**TASK TO COMPLETE**
Your answer must be the records below, reproduced exactly.

**MATERIAL TO PROCESS**
------------

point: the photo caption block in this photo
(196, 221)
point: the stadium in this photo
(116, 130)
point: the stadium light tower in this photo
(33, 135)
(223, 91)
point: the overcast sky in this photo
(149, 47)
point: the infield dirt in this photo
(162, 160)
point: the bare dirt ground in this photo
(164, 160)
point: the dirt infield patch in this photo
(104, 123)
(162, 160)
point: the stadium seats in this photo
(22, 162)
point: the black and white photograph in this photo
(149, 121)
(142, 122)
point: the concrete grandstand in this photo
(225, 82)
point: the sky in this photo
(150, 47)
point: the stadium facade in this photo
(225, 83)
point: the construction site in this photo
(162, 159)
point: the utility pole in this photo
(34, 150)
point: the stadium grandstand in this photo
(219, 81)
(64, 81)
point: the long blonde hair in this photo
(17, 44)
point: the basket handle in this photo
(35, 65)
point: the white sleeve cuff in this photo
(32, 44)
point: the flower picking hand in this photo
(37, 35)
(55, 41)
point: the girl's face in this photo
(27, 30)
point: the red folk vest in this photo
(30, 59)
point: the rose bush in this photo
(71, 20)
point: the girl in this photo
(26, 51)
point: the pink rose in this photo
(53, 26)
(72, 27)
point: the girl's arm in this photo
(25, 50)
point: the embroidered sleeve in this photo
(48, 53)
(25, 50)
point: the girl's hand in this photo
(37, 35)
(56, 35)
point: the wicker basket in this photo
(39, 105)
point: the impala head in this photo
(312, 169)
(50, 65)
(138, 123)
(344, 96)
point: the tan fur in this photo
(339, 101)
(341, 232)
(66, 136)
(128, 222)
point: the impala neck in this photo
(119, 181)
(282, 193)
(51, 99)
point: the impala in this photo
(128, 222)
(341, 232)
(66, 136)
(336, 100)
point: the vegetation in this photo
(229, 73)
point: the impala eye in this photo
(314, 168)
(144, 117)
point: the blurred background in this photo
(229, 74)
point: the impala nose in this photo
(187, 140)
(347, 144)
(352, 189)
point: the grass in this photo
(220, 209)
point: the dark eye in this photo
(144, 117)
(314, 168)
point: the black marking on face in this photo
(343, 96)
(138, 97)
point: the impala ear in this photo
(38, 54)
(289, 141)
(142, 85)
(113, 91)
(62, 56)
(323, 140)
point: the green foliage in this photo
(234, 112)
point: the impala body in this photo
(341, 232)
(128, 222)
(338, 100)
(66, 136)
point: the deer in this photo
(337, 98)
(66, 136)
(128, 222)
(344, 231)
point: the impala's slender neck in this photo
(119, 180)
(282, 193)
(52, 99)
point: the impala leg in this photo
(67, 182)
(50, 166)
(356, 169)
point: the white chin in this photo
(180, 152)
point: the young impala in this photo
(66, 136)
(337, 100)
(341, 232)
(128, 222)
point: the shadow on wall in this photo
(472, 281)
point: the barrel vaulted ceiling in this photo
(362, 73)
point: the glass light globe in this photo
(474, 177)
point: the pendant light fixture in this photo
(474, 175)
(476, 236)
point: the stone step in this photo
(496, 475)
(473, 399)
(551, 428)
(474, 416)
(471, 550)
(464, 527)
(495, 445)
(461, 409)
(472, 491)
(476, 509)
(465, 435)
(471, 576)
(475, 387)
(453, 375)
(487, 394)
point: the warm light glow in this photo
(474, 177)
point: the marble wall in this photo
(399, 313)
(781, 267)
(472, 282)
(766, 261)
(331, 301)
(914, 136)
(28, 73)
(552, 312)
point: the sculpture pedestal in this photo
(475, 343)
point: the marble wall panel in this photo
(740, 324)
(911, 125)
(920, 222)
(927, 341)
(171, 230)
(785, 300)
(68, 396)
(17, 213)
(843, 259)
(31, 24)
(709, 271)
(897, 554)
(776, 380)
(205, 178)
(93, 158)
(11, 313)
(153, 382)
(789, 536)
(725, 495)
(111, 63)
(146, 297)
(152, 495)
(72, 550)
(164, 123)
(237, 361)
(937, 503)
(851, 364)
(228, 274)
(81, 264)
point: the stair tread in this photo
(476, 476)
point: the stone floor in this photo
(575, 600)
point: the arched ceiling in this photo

------------

**RESPONSE BELOW**
point: the photo caption block in this photo
(196, 221)
point: the stadium in this photo
(116, 130)
point: the stadium light tower in this photo
(33, 135)
(223, 91)
point: the overcast sky in this photo
(149, 47)
point: the infield dirt in this photo
(162, 160)
point: the bare dirt ground in this photo
(164, 160)
point: the dirt infield patch in this photo
(104, 123)
(162, 160)
point: the stadium seats in this photo
(22, 162)
point: the black and white photograph in this photo
(149, 121)
(142, 122)
point: the concrete grandstand in this photo
(225, 82)
point: the sky in this photo
(150, 47)
point: the stadium facade in this photo
(225, 83)
point: the construction site in this photo
(162, 159)
point: the utility pole in this photo
(34, 150)
point: the stadium grandstand in this photo
(219, 81)
(64, 81)
point: the long blonde hair in this photo
(17, 44)
point: the basket handle in this photo
(35, 65)
point: the white sleeve cuff in this photo
(32, 44)
point: the flower picking hand in this photo
(37, 35)
(55, 41)
point: the girl's face in this photo
(27, 30)
point: the red folk vest in this photo
(30, 59)
point: the rose bush in this photo
(71, 20)
point: the girl in this photo
(26, 51)
point: the pink rose in this photo
(53, 26)
(72, 27)
point: the girl's arm in this photo
(25, 50)
point: the embroidered sleeve in this photo
(48, 53)
(25, 50)
point: the girl's hand in this photo
(37, 35)
(56, 35)
point: the wicker basket in this photo
(39, 105)
point: the impala head in this photo
(312, 169)
(50, 65)
(138, 123)
(344, 96)
point: the tan fur in this photo
(339, 101)
(341, 232)
(66, 136)
(128, 222)
point: the impala neck in this photo
(119, 181)
(282, 193)
(51, 99)
point: the impala in this photo
(128, 222)
(341, 232)
(66, 136)
(336, 100)
point: the vegetation in this photo
(229, 73)
point: the impala eye in this photo
(314, 168)
(144, 117)
point: the blurred background in this photo
(229, 74)
point: the impala nose in this photo
(187, 140)
(347, 144)
(352, 189)
point: the grass in this photo
(220, 209)
point: the dark eye in this photo
(144, 117)
(314, 168)
point: the black marking on face in this photo
(343, 96)
(138, 97)
point: the impala ear in this photo
(38, 54)
(289, 141)
(142, 85)
(113, 91)
(62, 56)
(323, 140)
point: the green foliage in this photo
(234, 112)
point: the impala body in this photo
(341, 232)
(128, 222)
(338, 100)
(66, 136)
point: the deer in this photo
(337, 98)
(66, 136)
(128, 222)
(344, 231)
point: the impala's slender neck in this photo
(119, 180)
(282, 193)
(52, 99)
point: the impala leg in this photo
(67, 182)
(50, 166)
(356, 169)
point: the white chin in this photo
(180, 152)
point: the young impala in this photo
(66, 136)
(337, 100)
(341, 232)
(128, 222)
point: the shadow on wall in this photo
(472, 281)
point: the barrel vaulted ceiling in this photo
(362, 73)
point: the glass light globe in this photo
(474, 177)
point: the pendant light fixture in this photo
(474, 175)
(476, 236)
point: the stone step in this photo
(496, 475)
(473, 399)
(551, 428)
(474, 416)
(471, 550)
(464, 527)
(495, 445)
(461, 409)
(472, 491)
(476, 509)
(465, 435)
(471, 576)
(475, 387)
(453, 375)
(487, 394)
point: the warm light glow in this photo
(474, 177)
point: the marble wall in this photo
(399, 313)
(781, 267)
(472, 282)
(766, 261)
(331, 301)
(914, 136)
(28, 73)
(552, 312)
point: the sculpture pedestal in this photo
(475, 343)
point: the marble wall panel in this photo
(740, 324)
(911, 125)
(920, 222)
(927, 341)
(171, 230)
(785, 300)
(68, 396)
(17, 213)
(843, 259)
(31, 24)
(709, 271)
(897, 554)
(776, 380)
(205, 178)
(93, 158)
(11, 313)
(153, 382)
(789, 536)
(725, 495)
(111, 63)
(146, 297)
(152, 495)
(72, 550)
(164, 123)
(237, 361)
(937, 503)
(851, 364)
(228, 274)
(81, 264)
point: the stair tread in this photo
(476, 476)
point: the stone floor in this photo
(575, 600)
point: the arched ceiling in this photo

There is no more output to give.